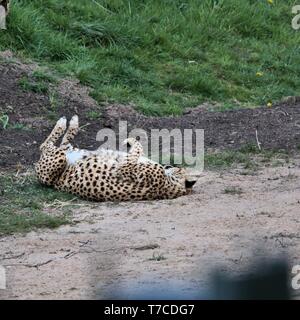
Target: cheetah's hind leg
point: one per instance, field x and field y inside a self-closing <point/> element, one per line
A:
<point x="71" y="131"/>
<point x="55" y="134"/>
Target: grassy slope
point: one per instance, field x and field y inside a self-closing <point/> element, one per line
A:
<point x="166" y="55"/>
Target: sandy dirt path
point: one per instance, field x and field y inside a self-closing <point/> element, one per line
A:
<point x="113" y="249"/>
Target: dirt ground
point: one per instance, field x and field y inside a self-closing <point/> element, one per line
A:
<point x="277" y="127"/>
<point x="119" y="250"/>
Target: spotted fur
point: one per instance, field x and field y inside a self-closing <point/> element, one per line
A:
<point x="106" y="175"/>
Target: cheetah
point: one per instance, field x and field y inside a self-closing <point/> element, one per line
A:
<point x="106" y="175"/>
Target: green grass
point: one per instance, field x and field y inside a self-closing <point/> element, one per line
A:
<point x="164" y="56"/>
<point x="23" y="203"/>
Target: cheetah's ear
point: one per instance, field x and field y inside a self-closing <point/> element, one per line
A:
<point x="189" y="184"/>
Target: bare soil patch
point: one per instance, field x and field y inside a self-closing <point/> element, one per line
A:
<point x="119" y="250"/>
<point x="277" y="127"/>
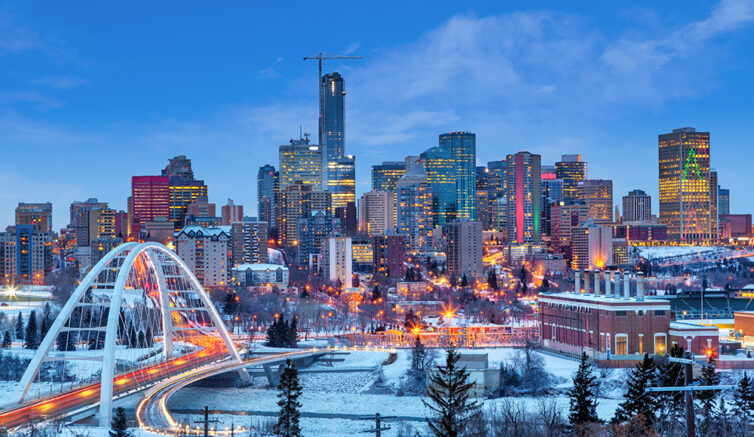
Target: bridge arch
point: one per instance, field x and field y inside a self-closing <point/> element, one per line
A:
<point x="139" y="315"/>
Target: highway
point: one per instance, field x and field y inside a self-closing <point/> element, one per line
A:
<point x="86" y="396"/>
<point x="152" y="411"/>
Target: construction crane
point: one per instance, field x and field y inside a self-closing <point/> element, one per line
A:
<point x="320" y="56"/>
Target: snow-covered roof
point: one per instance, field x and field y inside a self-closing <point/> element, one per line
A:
<point x="260" y="267"/>
<point x="199" y="231"/>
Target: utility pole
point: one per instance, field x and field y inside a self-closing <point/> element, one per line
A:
<point x="206" y="421"/>
<point x="378" y="428"/>
<point x="688" y="379"/>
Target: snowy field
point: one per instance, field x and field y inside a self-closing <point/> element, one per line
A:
<point x="341" y="397"/>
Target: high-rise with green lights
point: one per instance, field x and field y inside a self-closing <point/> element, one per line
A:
<point x="685" y="187"/>
<point x="462" y="145"/>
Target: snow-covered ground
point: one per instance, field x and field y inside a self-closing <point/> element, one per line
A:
<point x="346" y="395"/>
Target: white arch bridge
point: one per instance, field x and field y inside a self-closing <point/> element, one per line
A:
<point x="139" y="317"/>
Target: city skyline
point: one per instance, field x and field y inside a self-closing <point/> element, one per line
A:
<point x="60" y="75"/>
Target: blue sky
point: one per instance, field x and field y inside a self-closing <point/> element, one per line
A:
<point x="94" y="92"/>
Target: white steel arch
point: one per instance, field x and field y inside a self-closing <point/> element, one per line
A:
<point x="111" y="321"/>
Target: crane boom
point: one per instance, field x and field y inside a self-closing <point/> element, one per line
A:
<point x="320" y="56"/>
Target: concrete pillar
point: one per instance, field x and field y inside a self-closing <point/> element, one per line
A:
<point x="608" y="284"/>
<point x="586" y="281"/>
<point x="577" y="281"/>
<point x="597" y="282"/>
<point x="640" y="286"/>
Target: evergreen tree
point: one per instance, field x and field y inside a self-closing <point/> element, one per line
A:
<point x="20" y="326"/>
<point x="707" y="397"/>
<point x="7" y="341"/>
<point x="118" y="426"/>
<point x="418" y="355"/>
<point x="46" y="321"/>
<point x="583" y="402"/>
<point x="449" y="394"/>
<point x="743" y="397"/>
<point x="492" y="280"/>
<point x="66" y="342"/>
<point x="31" y="341"/>
<point x="376" y="293"/>
<point x="289" y="390"/>
<point x="636" y="400"/>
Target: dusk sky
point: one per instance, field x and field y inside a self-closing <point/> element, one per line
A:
<point x="92" y="93"/>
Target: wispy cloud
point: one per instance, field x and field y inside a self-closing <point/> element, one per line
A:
<point x="60" y="82"/>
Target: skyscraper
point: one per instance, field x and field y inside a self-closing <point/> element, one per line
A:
<point x="231" y="213"/>
<point x="150" y="199"/>
<point x="342" y="180"/>
<point x="685" y="190"/>
<point x="267" y="186"/>
<point x="464" y="239"/>
<point x="523" y="178"/>
<point x="414" y="208"/>
<point x="184" y="189"/>
<point x="300" y="161"/>
<point x="385" y="175"/>
<point x="376" y="211"/>
<point x="572" y="170"/>
<point x="37" y="214"/>
<point x="723" y="201"/>
<point x="462" y="146"/>
<point x="551" y="189"/>
<point x="597" y="195"/>
<point x="637" y="207"/>
<point x="295" y="201"/>
<point x="332" y="120"/>
<point x="440" y="169"/>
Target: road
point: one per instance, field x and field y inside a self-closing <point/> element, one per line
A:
<point x="152" y="412"/>
<point x="50" y="407"/>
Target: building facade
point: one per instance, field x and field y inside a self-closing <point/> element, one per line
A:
<point x="522" y="188"/>
<point x="341" y="180"/>
<point x="150" y="198"/>
<point x="464" y="249"/>
<point x="685" y="188"/>
<point x="462" y="146"/>
<point x="597" y="195"/>
<point x="637" y="207"/>
<point x="300" y="161"/>
<point x="249" y="241"/>
<point x="38" y="215"/>
<point x="205" y="251"/>
<point x="572" y="170"/>
<point x="414" y="209"/>
<point x="332" y="121"/>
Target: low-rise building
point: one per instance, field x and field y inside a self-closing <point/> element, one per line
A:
<point x="261" y="275"/>
<point x="206" y="253"/>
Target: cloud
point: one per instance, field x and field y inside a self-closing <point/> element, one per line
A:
<point x="35" y="98"/>
<point x="352" y="48"/>
<point x="60" y="82"/>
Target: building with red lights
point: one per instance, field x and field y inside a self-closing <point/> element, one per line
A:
<point x="150" y="198"/>
<point x="523" y="177"/>
<point x="389" y="252"/>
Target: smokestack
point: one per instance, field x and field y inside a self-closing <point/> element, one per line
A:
<point x="640" y="286"/>
<point x="586" y="281"/>
<point x="609" y="276"/>
<point x="577" y="281"/>
<point x="597" y="282"/>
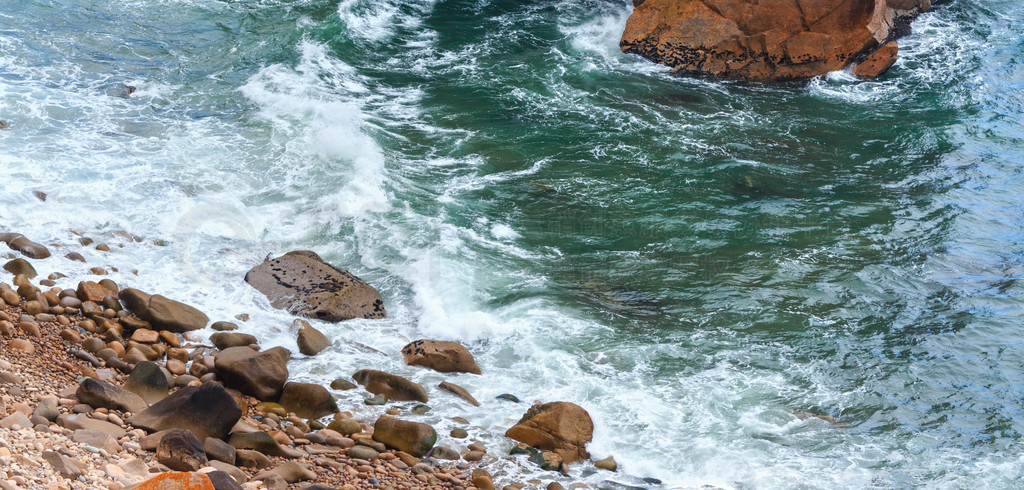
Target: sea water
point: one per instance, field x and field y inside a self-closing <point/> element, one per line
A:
<point x="705" y="266"/>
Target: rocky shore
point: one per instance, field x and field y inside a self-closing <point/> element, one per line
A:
<point x="103" y="386"/>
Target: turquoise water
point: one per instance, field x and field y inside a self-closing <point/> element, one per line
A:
<point x="699" y="264"/>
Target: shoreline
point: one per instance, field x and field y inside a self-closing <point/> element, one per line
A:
<point x="48" y="355"/>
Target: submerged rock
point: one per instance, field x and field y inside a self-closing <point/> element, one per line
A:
<point x="162" y="312"/>
<point x="179" y="449"/>
<point x="150" y="382"/>
<point x="309" y="340"/>
<point x="414" y="438"/>
<point x="879" y="61"/>
<point x="261" y="374"/>
<point x="558" y="427"/>
<point x="28" y="248"/>
<point x="302" y="283"/>
<point x="440" y="356"/>
<point x="394" y="387"/>
<point x="757" y="40"/>
<point x="307" y="400"/>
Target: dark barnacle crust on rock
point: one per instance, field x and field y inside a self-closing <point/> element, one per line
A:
<point x="767" y="41"/>
<point x="302" y="283"/>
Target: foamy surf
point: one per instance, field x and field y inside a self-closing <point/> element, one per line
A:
<point x="568" y="212"/>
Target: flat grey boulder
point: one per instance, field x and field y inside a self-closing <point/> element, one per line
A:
<point x="164" y="313"/>
<point x="258" y="373"/>
<point x="98" y="394"/>
<point x="206" y="410"/>
<point x="302" y="283"/>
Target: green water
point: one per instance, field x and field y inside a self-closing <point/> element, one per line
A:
<point x="693" y="261"/>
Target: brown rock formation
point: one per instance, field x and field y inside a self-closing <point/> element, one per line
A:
<point x="764" y="39"/>
<point x="559" y="427"/>
<point x="302" y="283"/>
<point x="440" y="356"/>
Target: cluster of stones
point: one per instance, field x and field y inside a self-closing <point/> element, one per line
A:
<point x="124" y="395"/>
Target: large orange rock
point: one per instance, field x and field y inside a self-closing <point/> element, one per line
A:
<point x="764" y="39"/>
<point x="176" y="481"/>
<point x="558" y="427"/>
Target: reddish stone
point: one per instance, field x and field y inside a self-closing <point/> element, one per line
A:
<point x="176" y="481"/>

▸ What the task requires
Write out again the lines that start with the one containing "Target: cluster of stones" and run through the end of the items, requests included. Multiply every point coordinate in the answers by 1.6 and round each result to a whole number, rounding halves up. Give only these lines.

▸ Right answer
Target: cluster of stones
point: one per instance, field x and field y inside a self-closing <point/> element, one per line
A:
<point x="198" y="632"/>
Target: large orange rock
point: one per instance, field x and field y inside a self-closing <point/> element, one per line
A:
<point x="1222" y="62"/>
<point x="282" y="770"/>
<point x="893" y="683"/>
Target: reddish stone
point: one per instance, field x and field y inside a self-closing <point/> element, one per line
A:
<point x="282" y="770"/>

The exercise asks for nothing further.